** BEGIN DATA PROVIDED **

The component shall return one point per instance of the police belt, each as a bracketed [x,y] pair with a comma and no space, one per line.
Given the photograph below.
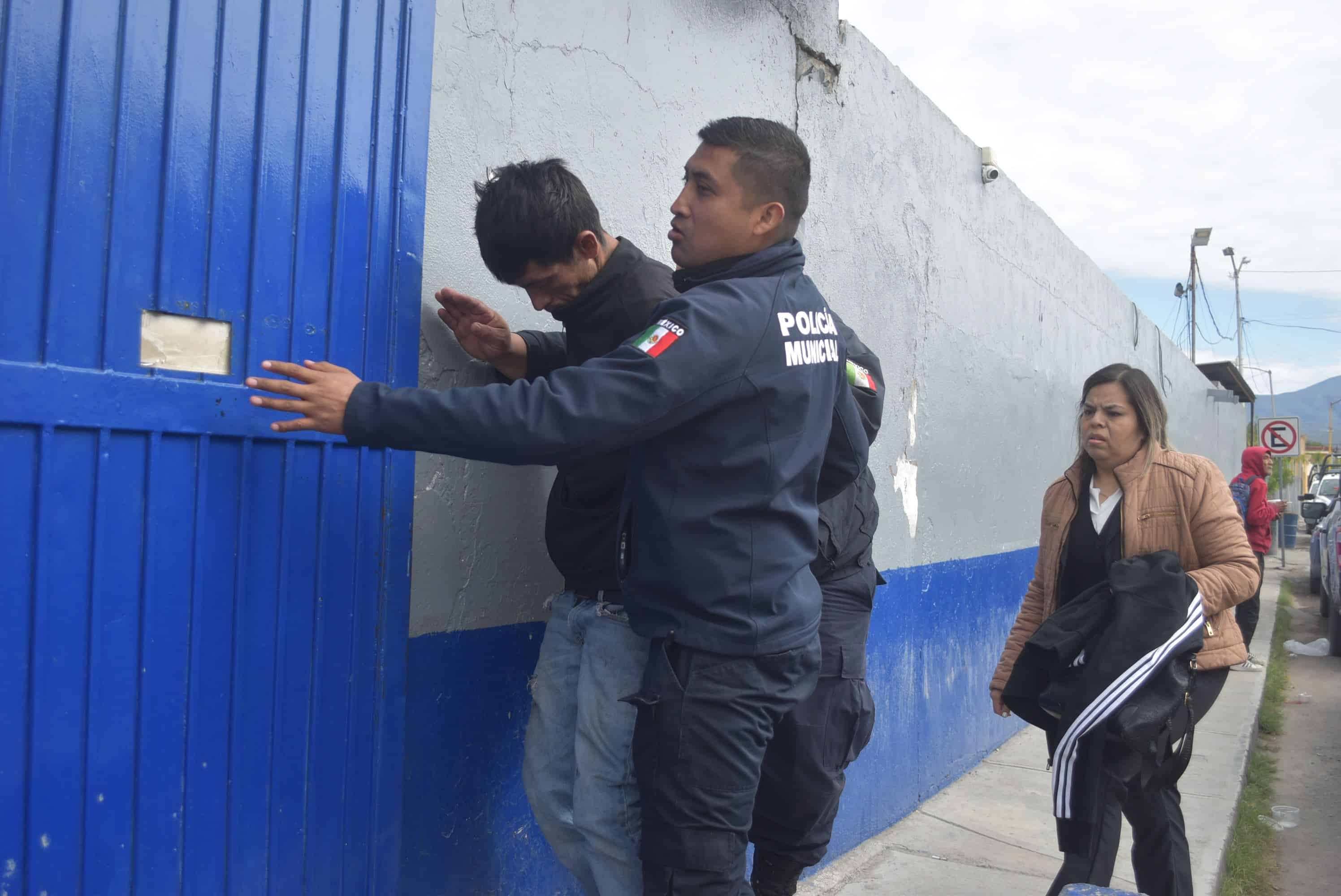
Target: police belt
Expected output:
[843,663]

** END DATA PROVIDED **

(GIVEN PROBLEM): In the records, rename "police belt" to "duty belt" at every occurrence and keep everything else unchanged. Please leave the pictures out of your answer.

(SOLUTION FOR THIS TASK):
The component shall return one point per instance of the duty belt, each as a bracketed [x,y] pair with a comma and no space, one per line.
Given the photograph below.
Target: duty belt
Expected output:
[843,663]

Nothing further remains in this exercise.